— EXERCISE OBJECTIVE —
The entries below contain a stretch that opens with the line containing "point(75, 210)" and closes with the line containing "Target: aluminium truck body"; set down that stretch exactly, both ends included, and nothing else.

— SOURCE MATERIAL —
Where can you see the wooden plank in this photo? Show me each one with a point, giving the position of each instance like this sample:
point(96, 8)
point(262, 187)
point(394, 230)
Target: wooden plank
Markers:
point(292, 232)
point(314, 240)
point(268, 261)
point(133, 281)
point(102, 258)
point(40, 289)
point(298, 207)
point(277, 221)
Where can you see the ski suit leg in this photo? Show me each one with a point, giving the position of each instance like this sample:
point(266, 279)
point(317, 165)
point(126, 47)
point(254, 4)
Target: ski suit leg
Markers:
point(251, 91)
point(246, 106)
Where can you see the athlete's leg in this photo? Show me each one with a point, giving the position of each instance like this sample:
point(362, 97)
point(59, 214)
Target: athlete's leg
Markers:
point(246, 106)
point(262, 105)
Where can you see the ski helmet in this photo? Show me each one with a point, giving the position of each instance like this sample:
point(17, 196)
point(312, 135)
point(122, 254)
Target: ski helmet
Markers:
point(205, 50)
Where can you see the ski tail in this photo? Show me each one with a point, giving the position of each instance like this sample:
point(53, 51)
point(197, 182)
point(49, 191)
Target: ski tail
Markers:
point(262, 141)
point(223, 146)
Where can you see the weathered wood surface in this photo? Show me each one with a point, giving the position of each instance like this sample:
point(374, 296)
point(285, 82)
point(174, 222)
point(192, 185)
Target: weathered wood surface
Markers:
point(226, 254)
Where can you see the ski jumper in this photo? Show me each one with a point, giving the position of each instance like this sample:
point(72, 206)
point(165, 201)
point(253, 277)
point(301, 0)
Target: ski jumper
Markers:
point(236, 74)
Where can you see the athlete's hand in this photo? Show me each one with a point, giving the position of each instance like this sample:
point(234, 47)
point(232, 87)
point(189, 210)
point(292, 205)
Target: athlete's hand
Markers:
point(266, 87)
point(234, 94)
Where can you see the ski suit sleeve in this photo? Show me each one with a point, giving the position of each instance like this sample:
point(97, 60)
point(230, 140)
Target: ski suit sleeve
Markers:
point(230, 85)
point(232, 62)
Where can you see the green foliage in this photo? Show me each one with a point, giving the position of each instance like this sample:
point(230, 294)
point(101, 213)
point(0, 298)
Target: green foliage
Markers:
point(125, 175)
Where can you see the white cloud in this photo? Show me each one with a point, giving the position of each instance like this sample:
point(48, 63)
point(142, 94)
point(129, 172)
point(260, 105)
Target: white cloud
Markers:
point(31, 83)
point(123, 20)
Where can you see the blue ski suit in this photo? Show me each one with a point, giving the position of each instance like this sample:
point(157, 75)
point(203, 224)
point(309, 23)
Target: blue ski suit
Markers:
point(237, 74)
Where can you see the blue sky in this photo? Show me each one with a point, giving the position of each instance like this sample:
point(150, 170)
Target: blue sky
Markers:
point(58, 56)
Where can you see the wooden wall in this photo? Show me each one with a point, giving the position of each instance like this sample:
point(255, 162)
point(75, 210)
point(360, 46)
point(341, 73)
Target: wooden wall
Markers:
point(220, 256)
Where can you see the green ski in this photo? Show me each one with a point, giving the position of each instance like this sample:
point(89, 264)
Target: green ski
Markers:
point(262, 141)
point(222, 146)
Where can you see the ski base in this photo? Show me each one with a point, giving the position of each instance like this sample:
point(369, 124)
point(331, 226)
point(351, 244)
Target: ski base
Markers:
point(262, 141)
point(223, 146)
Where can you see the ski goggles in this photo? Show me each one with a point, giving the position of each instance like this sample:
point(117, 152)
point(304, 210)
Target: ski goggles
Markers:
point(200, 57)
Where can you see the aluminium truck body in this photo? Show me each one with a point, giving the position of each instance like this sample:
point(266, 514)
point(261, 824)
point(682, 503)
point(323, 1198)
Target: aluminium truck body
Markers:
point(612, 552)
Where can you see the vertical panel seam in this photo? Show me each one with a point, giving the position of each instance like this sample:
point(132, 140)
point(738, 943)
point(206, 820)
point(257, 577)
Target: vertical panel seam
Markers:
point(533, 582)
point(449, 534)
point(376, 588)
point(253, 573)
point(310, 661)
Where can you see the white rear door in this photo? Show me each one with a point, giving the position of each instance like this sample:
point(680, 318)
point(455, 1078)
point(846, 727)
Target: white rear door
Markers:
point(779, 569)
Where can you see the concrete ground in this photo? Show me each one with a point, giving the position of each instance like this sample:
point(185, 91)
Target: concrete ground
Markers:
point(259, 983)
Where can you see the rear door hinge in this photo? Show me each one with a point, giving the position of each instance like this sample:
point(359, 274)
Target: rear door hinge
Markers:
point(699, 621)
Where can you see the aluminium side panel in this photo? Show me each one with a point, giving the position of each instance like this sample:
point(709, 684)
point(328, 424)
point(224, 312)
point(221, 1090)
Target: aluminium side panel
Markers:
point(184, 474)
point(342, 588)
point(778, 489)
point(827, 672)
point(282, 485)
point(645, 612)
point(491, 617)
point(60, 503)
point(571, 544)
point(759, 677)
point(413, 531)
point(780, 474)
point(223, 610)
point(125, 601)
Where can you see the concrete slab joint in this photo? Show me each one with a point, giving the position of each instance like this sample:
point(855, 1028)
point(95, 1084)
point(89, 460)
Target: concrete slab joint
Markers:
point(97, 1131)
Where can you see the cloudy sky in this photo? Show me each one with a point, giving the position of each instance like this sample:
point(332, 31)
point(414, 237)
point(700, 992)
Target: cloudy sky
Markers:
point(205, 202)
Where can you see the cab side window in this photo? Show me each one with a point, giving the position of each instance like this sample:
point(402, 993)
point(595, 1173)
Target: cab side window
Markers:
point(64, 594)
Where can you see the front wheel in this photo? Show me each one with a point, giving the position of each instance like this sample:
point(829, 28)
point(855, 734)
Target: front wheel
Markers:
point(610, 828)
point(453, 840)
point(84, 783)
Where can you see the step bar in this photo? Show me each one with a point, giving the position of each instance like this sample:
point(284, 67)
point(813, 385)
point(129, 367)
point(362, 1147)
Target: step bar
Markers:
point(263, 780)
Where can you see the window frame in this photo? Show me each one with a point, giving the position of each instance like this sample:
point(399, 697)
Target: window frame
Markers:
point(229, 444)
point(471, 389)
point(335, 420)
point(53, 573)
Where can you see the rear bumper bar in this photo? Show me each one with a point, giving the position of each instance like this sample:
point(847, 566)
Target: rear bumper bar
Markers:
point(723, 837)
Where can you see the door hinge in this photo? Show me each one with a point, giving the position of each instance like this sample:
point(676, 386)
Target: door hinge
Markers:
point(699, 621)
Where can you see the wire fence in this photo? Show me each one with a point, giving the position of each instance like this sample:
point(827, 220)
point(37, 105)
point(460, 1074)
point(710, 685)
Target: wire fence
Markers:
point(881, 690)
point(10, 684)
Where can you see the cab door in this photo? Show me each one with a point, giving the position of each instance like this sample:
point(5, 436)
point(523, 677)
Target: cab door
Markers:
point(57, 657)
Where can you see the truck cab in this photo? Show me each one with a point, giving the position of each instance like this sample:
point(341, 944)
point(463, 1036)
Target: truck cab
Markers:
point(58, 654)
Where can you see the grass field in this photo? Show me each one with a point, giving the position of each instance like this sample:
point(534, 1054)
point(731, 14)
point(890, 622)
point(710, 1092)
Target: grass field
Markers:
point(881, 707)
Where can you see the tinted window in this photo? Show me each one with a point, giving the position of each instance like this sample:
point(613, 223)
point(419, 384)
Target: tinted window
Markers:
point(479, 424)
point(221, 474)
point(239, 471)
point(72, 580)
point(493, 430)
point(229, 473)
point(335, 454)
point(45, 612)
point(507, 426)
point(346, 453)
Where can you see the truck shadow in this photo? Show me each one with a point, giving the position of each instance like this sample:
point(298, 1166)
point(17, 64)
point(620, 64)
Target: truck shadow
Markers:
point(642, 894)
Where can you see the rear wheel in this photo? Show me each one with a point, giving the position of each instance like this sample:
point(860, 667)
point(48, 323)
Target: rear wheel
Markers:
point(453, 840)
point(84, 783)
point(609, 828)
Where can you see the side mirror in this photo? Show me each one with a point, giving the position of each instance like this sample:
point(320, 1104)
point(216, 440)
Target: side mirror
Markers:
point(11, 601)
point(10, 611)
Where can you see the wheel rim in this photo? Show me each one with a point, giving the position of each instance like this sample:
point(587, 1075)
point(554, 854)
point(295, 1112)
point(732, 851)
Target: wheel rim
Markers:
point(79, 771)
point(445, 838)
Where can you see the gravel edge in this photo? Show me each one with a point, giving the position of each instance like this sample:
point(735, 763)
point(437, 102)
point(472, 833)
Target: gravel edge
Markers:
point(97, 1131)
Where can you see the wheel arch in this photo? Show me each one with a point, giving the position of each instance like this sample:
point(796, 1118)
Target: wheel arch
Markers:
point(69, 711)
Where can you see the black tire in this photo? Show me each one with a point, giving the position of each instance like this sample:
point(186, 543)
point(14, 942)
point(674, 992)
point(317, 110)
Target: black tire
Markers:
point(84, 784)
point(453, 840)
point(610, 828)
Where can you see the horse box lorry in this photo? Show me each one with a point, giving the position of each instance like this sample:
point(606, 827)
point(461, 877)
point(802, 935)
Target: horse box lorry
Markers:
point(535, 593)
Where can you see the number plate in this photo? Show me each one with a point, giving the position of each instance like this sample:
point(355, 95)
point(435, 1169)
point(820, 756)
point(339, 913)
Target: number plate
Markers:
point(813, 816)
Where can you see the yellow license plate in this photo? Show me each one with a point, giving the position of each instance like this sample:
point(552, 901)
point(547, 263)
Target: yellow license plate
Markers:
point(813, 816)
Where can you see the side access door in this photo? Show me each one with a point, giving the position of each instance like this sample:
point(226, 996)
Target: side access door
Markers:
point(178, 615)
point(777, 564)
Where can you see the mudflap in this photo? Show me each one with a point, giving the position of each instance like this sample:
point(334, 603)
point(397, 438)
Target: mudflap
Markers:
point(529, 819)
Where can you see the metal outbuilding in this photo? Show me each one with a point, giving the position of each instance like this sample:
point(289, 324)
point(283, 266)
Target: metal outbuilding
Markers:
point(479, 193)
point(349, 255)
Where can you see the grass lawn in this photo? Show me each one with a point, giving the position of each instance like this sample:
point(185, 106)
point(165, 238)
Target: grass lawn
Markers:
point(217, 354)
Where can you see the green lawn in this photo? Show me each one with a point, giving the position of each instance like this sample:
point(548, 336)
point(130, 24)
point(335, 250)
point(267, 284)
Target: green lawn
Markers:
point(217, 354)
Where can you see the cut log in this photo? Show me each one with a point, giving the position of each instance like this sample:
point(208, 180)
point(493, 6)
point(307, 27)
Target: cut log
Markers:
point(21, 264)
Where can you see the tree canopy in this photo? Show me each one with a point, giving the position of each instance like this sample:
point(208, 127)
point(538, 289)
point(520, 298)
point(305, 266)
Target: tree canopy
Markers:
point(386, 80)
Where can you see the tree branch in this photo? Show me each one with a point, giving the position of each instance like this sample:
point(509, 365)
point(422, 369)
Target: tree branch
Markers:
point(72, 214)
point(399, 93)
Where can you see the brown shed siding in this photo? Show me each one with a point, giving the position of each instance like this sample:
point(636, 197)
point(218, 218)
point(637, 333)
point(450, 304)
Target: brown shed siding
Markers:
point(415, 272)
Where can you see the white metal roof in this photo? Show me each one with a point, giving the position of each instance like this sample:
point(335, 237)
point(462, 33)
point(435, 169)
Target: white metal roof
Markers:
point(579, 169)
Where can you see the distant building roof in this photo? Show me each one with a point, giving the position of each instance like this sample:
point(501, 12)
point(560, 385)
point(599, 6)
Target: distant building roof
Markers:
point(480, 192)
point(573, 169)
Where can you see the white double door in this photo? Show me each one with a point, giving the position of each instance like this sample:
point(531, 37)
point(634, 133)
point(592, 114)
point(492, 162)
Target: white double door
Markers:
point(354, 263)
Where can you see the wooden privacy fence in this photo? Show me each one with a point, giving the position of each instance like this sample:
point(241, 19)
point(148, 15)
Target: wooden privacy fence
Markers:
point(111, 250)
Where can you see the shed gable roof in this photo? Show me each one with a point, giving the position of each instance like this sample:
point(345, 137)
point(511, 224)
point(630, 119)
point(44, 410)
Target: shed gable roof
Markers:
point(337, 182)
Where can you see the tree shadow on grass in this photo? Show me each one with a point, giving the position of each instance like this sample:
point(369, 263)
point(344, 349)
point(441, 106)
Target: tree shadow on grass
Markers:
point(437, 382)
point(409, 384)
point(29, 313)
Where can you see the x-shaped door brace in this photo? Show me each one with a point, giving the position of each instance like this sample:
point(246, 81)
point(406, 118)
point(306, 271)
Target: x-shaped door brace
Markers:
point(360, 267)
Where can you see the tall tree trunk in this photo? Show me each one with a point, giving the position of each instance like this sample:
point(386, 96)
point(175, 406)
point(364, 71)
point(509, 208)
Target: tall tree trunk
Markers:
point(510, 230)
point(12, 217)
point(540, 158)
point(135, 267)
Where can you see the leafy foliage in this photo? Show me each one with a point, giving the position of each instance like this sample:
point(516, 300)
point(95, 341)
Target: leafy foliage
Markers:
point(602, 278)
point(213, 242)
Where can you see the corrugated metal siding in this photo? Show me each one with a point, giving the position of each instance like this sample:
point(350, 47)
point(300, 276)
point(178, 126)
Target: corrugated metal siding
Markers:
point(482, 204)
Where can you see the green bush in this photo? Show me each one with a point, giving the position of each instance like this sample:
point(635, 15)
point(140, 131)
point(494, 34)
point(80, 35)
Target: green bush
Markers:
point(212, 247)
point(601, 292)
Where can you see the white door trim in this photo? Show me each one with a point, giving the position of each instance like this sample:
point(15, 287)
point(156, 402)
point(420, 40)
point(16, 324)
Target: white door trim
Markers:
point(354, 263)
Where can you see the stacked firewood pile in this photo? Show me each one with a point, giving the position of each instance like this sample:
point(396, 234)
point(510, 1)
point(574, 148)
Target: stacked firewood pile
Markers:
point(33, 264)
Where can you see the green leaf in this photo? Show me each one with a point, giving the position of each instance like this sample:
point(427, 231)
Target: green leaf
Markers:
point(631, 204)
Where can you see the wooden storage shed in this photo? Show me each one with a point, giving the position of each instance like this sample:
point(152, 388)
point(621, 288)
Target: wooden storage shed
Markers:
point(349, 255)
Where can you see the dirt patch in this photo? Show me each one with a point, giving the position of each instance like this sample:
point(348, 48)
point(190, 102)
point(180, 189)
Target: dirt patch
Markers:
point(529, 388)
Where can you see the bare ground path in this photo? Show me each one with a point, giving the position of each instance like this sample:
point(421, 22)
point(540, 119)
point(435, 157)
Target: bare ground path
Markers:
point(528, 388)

— RESPONSE TO THIS TASK —
point(75, 210)
point(360, 46)
point(341, 73)
Target: wooden wall
Markers:
point(220, 256)
Where can you see the green ski in this photo? Show me each one with a point, giving the position of each instance like this sample:
point(89, 264)
Target: green ski
Markers:
point(262, 141)
point(222, 146)
Where can you see the ski base in this photo? Show me each one with a point, giving the position of each instance like this sample:
point(369, 124)
point(331, 226)
point(351, 244)
Target: ski base
Markers:
point(262, 141)
point(223, 146)
Where can you see the ski goggles in this photo? Show me each one with a point, giving the position of each instance like this sample:
point(117, 152)
point(304, 210)
Target: ski goggles
Markers:
point(200, 57)
Where can you see the aluminium truck body in this photo? Show me each one with a point, giving the position of each instance like this sample:
point(266, 514)
point(261, 824)
point(682, 503)
point(323, 1198)
Target: aluminium truck body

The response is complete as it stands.